◆ **EXTRACT PROVIDED**:

In 1943, Leonard Bernstein (BURN'-styn), the 25-year-old assistant conductor of the New York Philharmonic, made his debut with the orchestra as he filled in for the ailing Bruno Walter during a nationally broadcast concert.
In 1965, the U.S. Army's first major military operation of the Vietnam War began with the start of the five-day Battle of Ia Drang. (The fighting between American troops and North Vietnamese forces ended on Nov. 18 with both sides claiming victory.)
In 1969, Apollo 12 blasted off for the moon.
In 1970, a chartered Southern Airways DC-9 crashed while trying to land in West Virginia, killing all 75 people on board, including the Marshall University football team and its coaching staff.
In 1986, the Securities and Exchange Commission imposed a $100 million penalty on inside-trader Ivan F. Boesky and barred him from working again in the securities industry.
In 1996, Cardinal Joseph Bernardin (BURN'-uh-deen), the senior Roman Catholic prelate in the United States and leader of Chicago's 2.3 million Catholics, died at his home at age 68. Singer Michael Jackson married his plastic surgeon's nurse, Debbie Rowe, in a ceremony in Sydney, Australia. (Rowe filed for divorce in 1999.)
In 1997, a jury in Fairfax, Virginia, decided that Pakistani national Aimal Khan Kasi (eye-MAHL' kahn KAH'-see) should get the death penalty for gunning down two CIA employees outside agency headquarters. (Five years later on this date, Aimal Khan Kasi was executed.)
In 2004, Mahmoud Abbas, successor to Yasser Arafat, escaped unharmed when militants firing assault rifles burst into a mourning tent for the deceased Palestinian leader in Gaza, killing two security guards.

◆ **GIVEN RECORDS**:

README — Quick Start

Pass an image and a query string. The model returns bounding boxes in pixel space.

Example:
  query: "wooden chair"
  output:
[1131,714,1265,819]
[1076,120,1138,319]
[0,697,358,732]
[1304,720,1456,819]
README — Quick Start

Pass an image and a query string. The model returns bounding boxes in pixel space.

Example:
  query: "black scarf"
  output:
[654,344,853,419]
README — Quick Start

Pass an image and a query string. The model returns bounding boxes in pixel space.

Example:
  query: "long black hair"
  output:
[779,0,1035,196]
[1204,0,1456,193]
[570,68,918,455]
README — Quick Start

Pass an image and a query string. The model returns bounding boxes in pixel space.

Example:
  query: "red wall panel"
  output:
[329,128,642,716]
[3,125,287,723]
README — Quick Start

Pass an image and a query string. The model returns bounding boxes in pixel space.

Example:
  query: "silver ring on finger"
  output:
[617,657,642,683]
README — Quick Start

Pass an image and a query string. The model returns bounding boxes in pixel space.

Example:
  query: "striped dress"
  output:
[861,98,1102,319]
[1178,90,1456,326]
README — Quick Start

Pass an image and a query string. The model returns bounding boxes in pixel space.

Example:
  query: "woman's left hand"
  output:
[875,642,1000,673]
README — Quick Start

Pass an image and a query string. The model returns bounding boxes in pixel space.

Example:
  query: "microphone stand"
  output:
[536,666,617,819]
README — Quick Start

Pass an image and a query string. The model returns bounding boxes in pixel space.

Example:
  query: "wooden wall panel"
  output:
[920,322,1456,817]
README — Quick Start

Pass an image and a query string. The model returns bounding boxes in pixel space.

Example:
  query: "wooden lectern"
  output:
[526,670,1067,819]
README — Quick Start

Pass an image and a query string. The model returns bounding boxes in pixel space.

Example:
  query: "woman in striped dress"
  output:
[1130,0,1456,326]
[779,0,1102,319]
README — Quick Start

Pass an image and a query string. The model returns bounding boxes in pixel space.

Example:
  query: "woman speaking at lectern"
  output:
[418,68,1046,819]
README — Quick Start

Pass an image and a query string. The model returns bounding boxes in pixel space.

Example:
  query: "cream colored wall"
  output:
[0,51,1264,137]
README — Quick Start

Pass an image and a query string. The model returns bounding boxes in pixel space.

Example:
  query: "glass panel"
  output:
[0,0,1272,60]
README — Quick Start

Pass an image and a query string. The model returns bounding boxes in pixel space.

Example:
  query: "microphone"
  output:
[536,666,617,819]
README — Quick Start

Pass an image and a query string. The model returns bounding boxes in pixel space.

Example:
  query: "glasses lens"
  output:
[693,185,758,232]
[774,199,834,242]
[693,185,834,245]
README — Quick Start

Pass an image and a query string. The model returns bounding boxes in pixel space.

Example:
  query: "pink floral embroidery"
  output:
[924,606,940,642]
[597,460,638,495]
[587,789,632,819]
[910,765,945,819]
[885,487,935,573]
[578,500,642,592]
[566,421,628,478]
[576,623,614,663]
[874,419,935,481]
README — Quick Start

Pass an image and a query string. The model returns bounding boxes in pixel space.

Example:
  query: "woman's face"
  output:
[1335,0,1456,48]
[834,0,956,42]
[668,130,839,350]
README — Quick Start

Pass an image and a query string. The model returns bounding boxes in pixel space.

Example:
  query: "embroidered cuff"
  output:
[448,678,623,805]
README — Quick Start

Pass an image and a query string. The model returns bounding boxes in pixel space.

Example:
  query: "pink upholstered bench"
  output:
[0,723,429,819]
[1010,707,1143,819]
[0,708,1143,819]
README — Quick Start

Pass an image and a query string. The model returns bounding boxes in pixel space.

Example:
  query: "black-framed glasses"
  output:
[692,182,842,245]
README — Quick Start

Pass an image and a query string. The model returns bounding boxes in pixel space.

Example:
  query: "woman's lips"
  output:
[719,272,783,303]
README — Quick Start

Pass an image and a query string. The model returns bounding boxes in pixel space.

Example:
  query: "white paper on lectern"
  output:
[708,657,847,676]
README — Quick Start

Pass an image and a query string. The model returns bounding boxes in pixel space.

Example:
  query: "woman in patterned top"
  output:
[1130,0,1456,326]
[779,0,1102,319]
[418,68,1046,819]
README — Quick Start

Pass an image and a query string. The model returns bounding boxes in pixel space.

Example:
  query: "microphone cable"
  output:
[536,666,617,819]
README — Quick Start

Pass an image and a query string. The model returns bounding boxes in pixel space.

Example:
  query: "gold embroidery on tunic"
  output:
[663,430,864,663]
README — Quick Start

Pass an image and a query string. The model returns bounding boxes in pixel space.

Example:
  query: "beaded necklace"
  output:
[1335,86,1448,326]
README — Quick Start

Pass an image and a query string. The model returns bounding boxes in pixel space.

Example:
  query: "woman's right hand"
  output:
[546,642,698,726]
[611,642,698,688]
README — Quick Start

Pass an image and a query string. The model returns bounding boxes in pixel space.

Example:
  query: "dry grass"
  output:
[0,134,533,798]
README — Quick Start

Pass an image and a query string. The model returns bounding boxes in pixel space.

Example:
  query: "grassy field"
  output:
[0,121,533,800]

◆ **QUESTIONS**:
a) Name every person in the list of historical events whose name is followed by a pronunciation guide in parentheses.
b) Reproduce the portion of the list of historical events starting with "In 2004, Mahmoud" and going on through "two security guards.".

◆ **ANSWERS FOR EACH ITEM**:
a)
Leonard Bernstein
Cardinal Joseph Bernardin
Aimal Khan Kasi

b)
In 2004, Mahmoud Abbas, successor to Yasser Arafat, escaped unharmed when militants firing assault rifles burst into a mourning tent for the deceased Palestinian leader in Gaza, killing two security guards.